* _WHAT TO PRODUCE_:
Answer these questions from the forum thread on using a resident fishing license after moving out of state:
1. According to glnmiller, within how many days after moving must the friend change his driver's license to avoid violating Ohio law?
2. Through what date does boehr say the friend can use his resident fishing license?
3. What kind of license does boehr say he possesses?

* _READING TEXT_:
# Non-resident with resident fishing license



## blittle913 (Feb 21, 2007)

My buddy just recently moved out of state. Earlier this year he purchased a michigan fishing license (while he was still a resident). He is coming home for Christmas and wants to do some ice fishing. I was wondering if he is still allowed to fish with his resident license. It seems to me that he should still be able to use it for the remainder of the year but I figure we better be safe and find out for sure. Thanks


----------



## outdoor_m_i_k_e (Feb 3, 2005)

I think this was brought up on here a couple months ago and if he is moved out of state and plans on staying and becoming a resident of the new state he is in, or IS a resident of the new state he is in then coming back here and using a resident license would be illegal, even though he bought it when he was here before. 
that being said when you go to a different state and register to be a resident you are supposed to turn in your michigan drivers license to them, in which case he wouldnt have proof of residency if he got checked in Michigan by a CO. 
Obviously if he hasnt technically become a resident of the new state yet and still has his Michigan Drivers license, he COULD get away with it, but i believe its still illegal


----------



## outdoor_m_i_k_e (Feb 3, 2005)

here ya go heres the link I was referring to

http://www.michigan-sportsman.com/forum/showthread.php?t=230849&highlight=Non-resident+license


----------



## blittle913 (Feb 21, 2007)

Thanks for the reply! However, in the link you provided it seemed to me that he would be legal (he had no intentions of leaving the state at the time of purchase), but in your reply you stated that it would be illegal. Im still just a little confused


----------



## glnmiller (Jan 7, 2006)

In your original post, you say your friend 'Moved". If he is now a resident of another state, and has a drivers license from that state, then he is now a non-resident of Michigan. If he did not change his license within 30 days after moving to Ohio, then he is in violation of Ohio law. His old Michigan hunting licenses would be void.


----------



## boehr (Jan 31, 2000)

blittle913 said:


> My buddy just recently moved out of state. Earlier this year he purchased a michigan fishing license (while he was still a resident). He is coming home for Christmas and wants to do some ice fishing. I was wondering if he is still allowed to fish with his resident license. It seems to me that he should still be able to use it for the remainder of the year but I figure we better be safe and find out for sure. Thanks


In your post you stated that he just recently moved. It is my opinion, based on years of doing the job, that your friend will be fine using his resident fishing license through March 31, 2009. There are a number of ways for the CO to find out that he was a resident when it was purchased.

Regardless of what some say about the DNR, the DNR is NOT looking to get people to unfairly spend more money but just equal common sense for sportsmen to do the right thing.

Happy Fishing.

Just a point of interest, anyone who has a lifetime license, regardless where they live now, it is good for life. Fortunately I do possess a Lifetime Fishing License.


----------



## twodogsphil (Apr 16, 2002)

A resident license bought is good for the duration of the license period irregardless of where you live.. For example, as long as I'm alive, my Michigan lifetime license is legal for hunting and fishing in Michigan no matter where I live in the USA or the rest of the world.


----------

* _MATERIAL PROVIDED_:
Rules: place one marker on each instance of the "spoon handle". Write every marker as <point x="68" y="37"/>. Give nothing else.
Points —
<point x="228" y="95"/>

* _OUTPUT BELOW_:
1. Within 30 days.
2. Through March 31, 2009.
3. A Lifetime Fishing License.